> WHAT YOU NEED TO DO
Taking each line of the records in turn, count those containing "white" and report only the number.

--------------------------------

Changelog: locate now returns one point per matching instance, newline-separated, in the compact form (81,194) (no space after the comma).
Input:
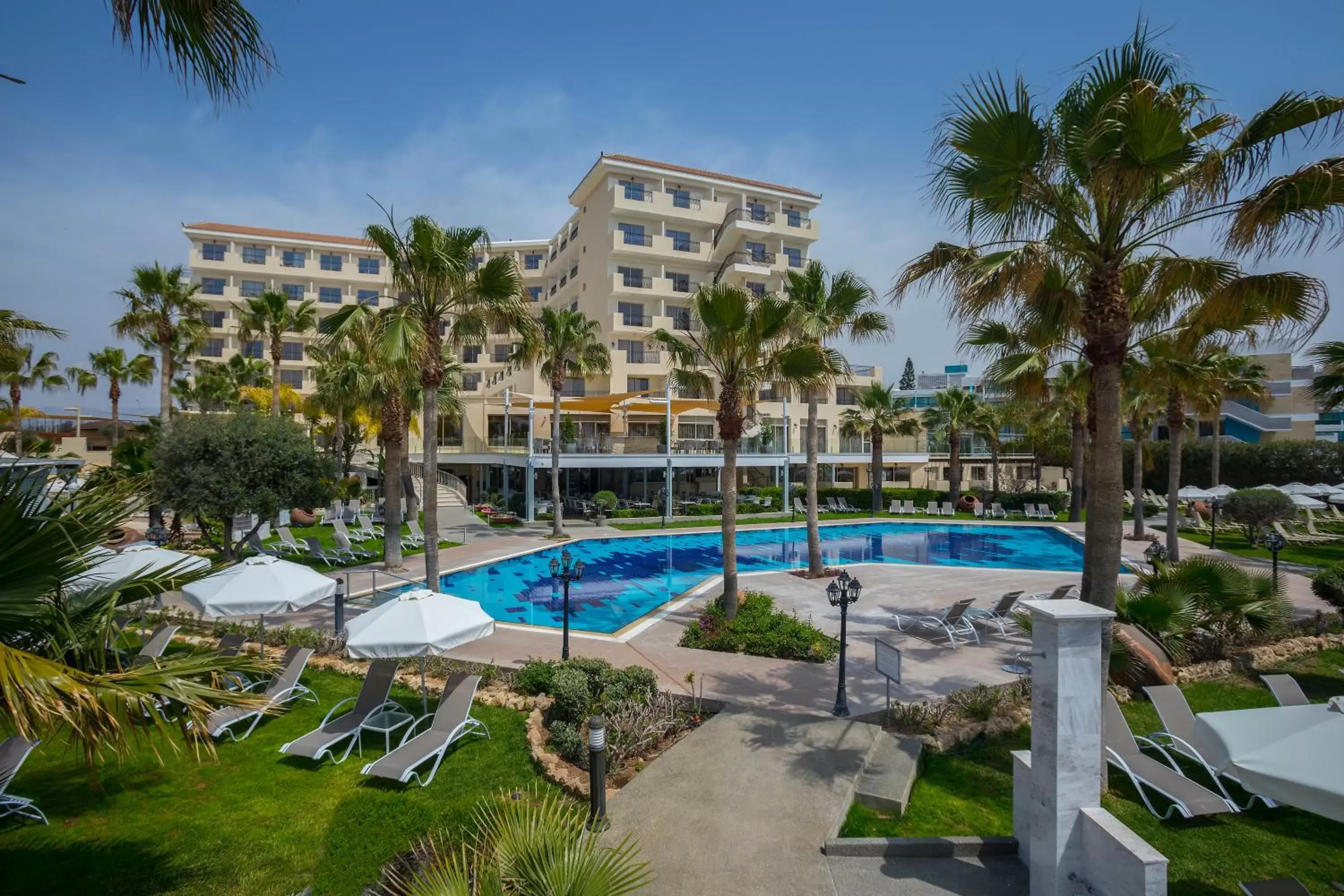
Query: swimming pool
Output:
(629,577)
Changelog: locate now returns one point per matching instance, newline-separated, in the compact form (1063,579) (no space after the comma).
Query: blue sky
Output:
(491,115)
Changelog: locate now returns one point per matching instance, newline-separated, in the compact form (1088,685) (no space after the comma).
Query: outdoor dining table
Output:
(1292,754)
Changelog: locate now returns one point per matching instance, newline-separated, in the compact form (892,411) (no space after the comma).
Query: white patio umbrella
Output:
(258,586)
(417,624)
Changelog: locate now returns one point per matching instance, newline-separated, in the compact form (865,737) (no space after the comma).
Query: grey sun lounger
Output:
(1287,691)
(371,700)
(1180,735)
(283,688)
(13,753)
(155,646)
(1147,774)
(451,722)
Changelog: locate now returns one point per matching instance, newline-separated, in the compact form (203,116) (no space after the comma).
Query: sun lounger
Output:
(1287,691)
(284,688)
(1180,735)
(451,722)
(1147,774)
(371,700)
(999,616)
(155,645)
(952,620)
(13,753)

--------------------------------

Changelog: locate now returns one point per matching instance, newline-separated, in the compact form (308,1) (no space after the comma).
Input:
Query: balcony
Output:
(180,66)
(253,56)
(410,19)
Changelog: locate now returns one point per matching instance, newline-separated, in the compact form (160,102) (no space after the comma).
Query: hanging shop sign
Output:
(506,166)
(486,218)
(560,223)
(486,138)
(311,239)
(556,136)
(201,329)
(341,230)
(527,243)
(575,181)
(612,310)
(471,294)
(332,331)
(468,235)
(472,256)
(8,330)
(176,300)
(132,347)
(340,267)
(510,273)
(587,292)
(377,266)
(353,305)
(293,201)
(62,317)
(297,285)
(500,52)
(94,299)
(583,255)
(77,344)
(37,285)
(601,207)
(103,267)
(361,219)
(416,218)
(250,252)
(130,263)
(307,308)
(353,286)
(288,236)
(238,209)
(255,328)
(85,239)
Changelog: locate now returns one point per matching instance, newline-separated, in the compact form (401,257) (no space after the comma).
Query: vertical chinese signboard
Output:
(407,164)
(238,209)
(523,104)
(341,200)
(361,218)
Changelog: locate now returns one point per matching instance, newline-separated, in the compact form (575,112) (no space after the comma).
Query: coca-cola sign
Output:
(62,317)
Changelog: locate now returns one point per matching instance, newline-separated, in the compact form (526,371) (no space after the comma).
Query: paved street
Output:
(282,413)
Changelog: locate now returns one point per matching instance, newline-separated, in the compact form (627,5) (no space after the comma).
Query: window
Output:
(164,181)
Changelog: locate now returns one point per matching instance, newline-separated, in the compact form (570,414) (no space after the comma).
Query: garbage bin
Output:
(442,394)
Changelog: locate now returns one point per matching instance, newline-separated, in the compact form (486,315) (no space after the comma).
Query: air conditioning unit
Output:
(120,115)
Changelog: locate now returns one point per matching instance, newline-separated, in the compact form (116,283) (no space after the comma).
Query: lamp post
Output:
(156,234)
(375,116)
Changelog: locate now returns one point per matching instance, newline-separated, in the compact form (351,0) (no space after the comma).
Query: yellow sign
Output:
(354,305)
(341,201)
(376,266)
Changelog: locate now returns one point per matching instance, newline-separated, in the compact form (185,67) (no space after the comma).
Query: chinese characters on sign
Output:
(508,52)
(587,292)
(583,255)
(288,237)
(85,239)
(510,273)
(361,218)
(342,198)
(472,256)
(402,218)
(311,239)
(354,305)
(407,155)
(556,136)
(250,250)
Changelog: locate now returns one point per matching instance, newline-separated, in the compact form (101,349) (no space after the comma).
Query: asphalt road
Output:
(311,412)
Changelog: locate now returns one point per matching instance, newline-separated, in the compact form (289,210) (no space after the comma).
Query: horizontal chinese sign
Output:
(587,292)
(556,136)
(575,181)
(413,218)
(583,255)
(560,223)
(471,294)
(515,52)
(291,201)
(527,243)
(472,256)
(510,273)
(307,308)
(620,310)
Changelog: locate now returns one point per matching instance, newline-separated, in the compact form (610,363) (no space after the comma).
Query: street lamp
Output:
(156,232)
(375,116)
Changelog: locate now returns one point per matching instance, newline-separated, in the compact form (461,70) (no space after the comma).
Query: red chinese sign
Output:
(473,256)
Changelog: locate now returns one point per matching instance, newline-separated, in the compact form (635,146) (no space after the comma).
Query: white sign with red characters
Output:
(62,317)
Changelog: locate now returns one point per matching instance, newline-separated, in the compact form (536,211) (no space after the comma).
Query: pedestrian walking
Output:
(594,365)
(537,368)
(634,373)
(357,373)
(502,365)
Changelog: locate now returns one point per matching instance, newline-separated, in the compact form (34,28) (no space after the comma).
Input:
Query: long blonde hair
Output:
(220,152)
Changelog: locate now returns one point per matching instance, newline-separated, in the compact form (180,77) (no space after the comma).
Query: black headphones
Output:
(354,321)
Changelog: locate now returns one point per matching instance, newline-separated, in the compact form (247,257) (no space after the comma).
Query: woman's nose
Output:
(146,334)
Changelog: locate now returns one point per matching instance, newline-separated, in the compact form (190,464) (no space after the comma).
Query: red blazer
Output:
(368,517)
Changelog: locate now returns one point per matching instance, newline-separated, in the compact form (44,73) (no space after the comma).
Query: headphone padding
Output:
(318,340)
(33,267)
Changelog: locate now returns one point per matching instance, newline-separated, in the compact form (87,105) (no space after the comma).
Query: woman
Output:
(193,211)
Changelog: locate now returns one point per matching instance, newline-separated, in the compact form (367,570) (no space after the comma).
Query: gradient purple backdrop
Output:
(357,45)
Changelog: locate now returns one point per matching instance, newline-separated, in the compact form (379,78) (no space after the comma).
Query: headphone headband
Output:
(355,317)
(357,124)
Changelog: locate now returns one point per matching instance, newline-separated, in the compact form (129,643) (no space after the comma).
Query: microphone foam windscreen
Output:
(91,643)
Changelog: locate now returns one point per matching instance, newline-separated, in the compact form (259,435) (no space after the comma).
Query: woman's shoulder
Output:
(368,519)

--------------------------------

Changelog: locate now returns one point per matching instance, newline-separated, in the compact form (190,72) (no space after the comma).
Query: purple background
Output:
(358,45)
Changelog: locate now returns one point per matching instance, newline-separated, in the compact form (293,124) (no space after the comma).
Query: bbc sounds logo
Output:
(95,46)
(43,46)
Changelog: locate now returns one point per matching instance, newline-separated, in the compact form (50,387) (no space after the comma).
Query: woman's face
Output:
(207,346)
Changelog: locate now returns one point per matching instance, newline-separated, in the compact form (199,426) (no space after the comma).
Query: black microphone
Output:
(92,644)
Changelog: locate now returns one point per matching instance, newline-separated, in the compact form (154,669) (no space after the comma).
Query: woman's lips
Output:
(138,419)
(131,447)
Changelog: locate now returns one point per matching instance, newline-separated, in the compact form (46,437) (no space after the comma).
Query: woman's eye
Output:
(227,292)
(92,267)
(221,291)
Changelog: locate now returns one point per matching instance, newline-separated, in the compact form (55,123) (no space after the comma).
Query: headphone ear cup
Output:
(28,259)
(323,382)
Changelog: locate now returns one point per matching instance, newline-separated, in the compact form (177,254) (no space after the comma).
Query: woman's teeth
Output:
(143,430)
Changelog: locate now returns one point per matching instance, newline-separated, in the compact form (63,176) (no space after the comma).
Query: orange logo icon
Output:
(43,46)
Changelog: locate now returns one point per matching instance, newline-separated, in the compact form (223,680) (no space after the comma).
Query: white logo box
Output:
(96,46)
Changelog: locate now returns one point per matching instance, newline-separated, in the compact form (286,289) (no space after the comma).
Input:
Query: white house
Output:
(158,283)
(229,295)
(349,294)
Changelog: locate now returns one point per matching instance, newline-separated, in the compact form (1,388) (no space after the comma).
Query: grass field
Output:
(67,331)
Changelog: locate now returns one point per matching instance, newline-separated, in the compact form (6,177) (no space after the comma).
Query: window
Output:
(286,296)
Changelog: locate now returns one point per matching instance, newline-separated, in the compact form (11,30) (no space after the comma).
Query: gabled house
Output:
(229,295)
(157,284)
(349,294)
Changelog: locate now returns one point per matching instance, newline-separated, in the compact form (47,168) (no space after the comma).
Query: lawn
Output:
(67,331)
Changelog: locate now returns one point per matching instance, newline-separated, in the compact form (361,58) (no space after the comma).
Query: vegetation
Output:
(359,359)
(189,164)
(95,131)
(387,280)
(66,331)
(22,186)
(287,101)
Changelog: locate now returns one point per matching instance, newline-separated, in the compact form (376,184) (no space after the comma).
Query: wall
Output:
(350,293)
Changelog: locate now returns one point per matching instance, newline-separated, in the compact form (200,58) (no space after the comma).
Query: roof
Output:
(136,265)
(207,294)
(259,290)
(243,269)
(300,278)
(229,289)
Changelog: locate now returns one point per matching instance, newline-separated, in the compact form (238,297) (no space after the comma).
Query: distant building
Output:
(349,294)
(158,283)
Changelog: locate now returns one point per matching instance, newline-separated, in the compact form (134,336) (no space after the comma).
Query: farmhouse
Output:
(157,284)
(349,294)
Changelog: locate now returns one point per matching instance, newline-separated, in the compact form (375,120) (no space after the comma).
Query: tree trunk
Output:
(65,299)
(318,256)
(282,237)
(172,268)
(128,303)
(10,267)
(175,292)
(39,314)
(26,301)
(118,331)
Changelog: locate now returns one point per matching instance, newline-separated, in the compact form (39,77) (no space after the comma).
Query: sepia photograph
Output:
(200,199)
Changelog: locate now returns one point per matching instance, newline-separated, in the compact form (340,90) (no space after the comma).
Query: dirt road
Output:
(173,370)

--------------------------------

> RESULT
4